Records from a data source
+ + + + +

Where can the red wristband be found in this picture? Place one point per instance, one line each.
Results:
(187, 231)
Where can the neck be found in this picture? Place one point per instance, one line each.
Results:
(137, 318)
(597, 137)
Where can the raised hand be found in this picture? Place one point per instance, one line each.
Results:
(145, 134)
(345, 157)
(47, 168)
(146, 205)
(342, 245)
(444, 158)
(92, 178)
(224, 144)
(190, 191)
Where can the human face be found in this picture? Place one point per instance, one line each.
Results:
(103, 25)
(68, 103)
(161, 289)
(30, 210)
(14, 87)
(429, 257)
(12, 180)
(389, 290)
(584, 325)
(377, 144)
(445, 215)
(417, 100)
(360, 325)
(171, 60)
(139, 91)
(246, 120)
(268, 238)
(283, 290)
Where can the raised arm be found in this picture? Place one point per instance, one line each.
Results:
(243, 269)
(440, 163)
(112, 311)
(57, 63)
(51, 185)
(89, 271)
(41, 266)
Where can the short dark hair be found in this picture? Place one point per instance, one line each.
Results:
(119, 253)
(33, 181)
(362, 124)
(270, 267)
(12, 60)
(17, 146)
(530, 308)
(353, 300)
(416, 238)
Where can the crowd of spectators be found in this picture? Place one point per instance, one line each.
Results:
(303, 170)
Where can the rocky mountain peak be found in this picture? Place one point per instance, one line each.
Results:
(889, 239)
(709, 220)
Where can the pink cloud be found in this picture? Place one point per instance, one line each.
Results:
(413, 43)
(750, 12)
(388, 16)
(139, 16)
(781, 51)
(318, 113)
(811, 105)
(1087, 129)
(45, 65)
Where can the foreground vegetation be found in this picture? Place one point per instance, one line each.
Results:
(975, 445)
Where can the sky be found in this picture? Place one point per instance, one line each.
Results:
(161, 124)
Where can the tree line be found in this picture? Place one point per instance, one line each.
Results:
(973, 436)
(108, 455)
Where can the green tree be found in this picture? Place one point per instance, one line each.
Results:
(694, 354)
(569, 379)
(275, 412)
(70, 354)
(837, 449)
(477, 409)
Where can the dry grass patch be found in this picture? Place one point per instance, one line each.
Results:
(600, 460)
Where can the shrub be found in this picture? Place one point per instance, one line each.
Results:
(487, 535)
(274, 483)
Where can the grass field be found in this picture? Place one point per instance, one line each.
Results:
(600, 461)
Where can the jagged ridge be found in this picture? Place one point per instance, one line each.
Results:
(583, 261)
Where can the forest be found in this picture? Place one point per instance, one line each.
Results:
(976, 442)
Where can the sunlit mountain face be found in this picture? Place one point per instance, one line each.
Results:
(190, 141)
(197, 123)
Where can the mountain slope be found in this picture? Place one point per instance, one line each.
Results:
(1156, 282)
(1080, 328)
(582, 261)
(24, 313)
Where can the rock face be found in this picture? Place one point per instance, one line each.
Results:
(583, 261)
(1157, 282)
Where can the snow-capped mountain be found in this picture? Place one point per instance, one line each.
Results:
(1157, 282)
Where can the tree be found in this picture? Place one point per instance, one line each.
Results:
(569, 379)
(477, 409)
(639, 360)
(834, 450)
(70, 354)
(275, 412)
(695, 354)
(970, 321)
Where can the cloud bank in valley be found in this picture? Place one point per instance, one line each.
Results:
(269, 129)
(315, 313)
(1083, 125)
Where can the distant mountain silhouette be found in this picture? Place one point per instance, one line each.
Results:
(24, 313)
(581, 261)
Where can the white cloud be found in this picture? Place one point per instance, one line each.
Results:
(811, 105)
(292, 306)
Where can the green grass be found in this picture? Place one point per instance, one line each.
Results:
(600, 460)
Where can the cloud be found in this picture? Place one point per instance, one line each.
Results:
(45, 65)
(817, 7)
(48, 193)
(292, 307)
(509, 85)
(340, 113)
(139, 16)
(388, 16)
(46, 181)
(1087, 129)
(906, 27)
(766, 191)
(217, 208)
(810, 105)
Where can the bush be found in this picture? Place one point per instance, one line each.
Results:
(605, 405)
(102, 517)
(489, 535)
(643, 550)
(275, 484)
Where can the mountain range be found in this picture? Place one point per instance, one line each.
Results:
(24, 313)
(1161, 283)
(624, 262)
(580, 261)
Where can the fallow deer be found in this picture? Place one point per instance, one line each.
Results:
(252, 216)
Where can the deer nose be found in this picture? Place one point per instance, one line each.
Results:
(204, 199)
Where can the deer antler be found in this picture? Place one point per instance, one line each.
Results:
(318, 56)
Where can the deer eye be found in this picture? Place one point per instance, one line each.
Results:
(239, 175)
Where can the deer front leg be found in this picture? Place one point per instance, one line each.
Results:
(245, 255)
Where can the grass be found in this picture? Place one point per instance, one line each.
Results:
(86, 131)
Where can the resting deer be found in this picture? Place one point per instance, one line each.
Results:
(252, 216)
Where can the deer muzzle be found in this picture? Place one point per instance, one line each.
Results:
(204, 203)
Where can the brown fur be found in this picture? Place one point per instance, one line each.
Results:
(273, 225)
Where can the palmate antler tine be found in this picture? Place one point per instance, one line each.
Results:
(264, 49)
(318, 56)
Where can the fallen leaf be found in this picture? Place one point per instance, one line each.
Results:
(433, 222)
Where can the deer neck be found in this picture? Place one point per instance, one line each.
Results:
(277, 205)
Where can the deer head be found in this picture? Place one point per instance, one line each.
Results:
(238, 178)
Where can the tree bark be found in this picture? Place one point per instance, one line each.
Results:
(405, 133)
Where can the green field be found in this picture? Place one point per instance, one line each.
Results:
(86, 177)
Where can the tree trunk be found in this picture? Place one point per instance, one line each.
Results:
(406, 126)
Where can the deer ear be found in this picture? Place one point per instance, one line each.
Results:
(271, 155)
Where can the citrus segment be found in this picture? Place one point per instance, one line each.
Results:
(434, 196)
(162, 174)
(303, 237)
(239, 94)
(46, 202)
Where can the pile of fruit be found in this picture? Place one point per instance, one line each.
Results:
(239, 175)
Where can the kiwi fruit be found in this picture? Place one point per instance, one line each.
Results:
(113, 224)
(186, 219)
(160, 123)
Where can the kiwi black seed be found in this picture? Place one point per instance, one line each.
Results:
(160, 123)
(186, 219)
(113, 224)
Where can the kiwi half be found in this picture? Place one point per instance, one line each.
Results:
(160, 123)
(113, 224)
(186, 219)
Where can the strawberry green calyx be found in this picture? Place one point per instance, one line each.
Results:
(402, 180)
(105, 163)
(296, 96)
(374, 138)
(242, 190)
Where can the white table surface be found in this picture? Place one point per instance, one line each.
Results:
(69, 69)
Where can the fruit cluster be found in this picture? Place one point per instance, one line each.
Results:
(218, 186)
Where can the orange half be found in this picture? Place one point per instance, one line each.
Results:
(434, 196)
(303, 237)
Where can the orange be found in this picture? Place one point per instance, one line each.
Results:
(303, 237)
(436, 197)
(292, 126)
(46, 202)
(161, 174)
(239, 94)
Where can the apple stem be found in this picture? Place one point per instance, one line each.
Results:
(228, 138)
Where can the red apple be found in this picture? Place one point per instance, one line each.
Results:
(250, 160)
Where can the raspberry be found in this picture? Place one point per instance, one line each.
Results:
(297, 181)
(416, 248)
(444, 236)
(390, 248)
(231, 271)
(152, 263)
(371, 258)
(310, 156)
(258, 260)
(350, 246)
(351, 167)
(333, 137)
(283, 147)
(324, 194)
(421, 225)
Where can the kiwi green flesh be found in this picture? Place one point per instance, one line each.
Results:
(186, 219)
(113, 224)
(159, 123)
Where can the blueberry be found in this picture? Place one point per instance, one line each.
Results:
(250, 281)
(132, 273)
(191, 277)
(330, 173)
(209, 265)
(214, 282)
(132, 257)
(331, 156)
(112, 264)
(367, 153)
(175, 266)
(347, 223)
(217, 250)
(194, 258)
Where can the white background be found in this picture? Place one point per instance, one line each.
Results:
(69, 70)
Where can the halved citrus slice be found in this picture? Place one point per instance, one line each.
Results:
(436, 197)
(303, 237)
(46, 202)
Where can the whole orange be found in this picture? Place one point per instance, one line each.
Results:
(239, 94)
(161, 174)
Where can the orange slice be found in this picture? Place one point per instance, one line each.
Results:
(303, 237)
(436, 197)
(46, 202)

+ + + + +

▸ YOUR GOAL
Which lines above hold the string "orange"? Copy every one of them.

▸ RESPONSE FOR THIS EXERCISE
Where can the orange half be found in this picture? Place one point per instance, one line each.
Where can the orange be found in this picture? Place one point per instance, one line each.
Where can the whole orange be found in this picture? Place one point per instance, one line each.
Where can the orange slice be found in this picture? Place one point per instance, one line each.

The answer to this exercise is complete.